start Source excerpt
# Boba Fett: A Star Wars Story (TBA)



## Sennin of Hardwork (May 24, 2018)

> *'Star Wars': Boba Fett Movie in the Works With James Mangold (Exclusive)*
> 
> The hunt is on.
> 
> ...


----------



## Ghost_of_Gashir (May 24, 2018)

inb4 Boba Fett is a transgender clone sexually attracted to porgs.

Reactions: Funny 1


----------



## ATastyMuffin (May 24, 2018)

This is fucking lame lol


----------



## Pocalypse (May 24, 2018)



Reactions: Funny 1


----------



## Shiba D. Inu (May 24, 2018)

i dont mind more SW spin-offs at all, but always thought Fett is overrated

Reactions: Agree 1


----------



## MartialHorror (May 24, 2018)

Meh, interests me more than a Han Solo or even an Obi Wan spin-off...although I feel it comes down to what kind of movie it is.

Bobba Fett was designed after Clint Eastwood's 'Man with No Name' persona, so it should stylistically play out like a Spaghetti Western. I'm always down for those...especially when they take place IN SPACE. But seriously...too many God damned spin offs.


----------



## Mider T (May 24, 2018)

An uninteresting character...I'll watch it though.


----------



## Rukia (May 24, 2018)




----------



## MShadows (May 25, 2018)

I never saw the hype behind Boba Fett. He was a silent assassin that got fucked in the lamest fashion.

He got more exposure and development as a kid, but that's about it. 

No feats worthy of the greatest bounty hunter title.


----------



## MartialHorror (May 25, 2018)

MShadows said:


> I never saw the hype behind Boba Fett. He was a silent assassin that got fucked in the lamest fashion.
> 
> He got more exposure and development as a kid, but that's about it.
> 
> No feats worthy of the greatest bounty hunter title.



He looks cool and had no problems talking back to Vader. Unfortunately, his character existed to be a gag, just as Snoke existed to be a red herring. Apparently the EU brought him back.
end Source excerpt
start Recorded data
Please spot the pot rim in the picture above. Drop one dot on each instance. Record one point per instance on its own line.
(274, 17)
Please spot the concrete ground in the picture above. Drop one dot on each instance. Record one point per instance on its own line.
end Recorded data
(Given problem)
Repeat, word for word, the passage of the Boba Fett movie thread that begins with the words containing "## MartialHorror (May 24, 2018)" and ends with "damned spin offs.".

(Exercise answer)
## MartialHorror (May 24, 2018)

Meh, interests me more than a Han Solo or even an Obi Wan spin-off...although I feel it comes down to what kind of movie it is.

Bobba Fett was designed after Clint Eastwood's 'Man with No Name' persona, so it should stylistically play out like a Spaghetti Western. I'm always down for those...especially when they take place IN SPACE. But seriously...too many God damned spin offs.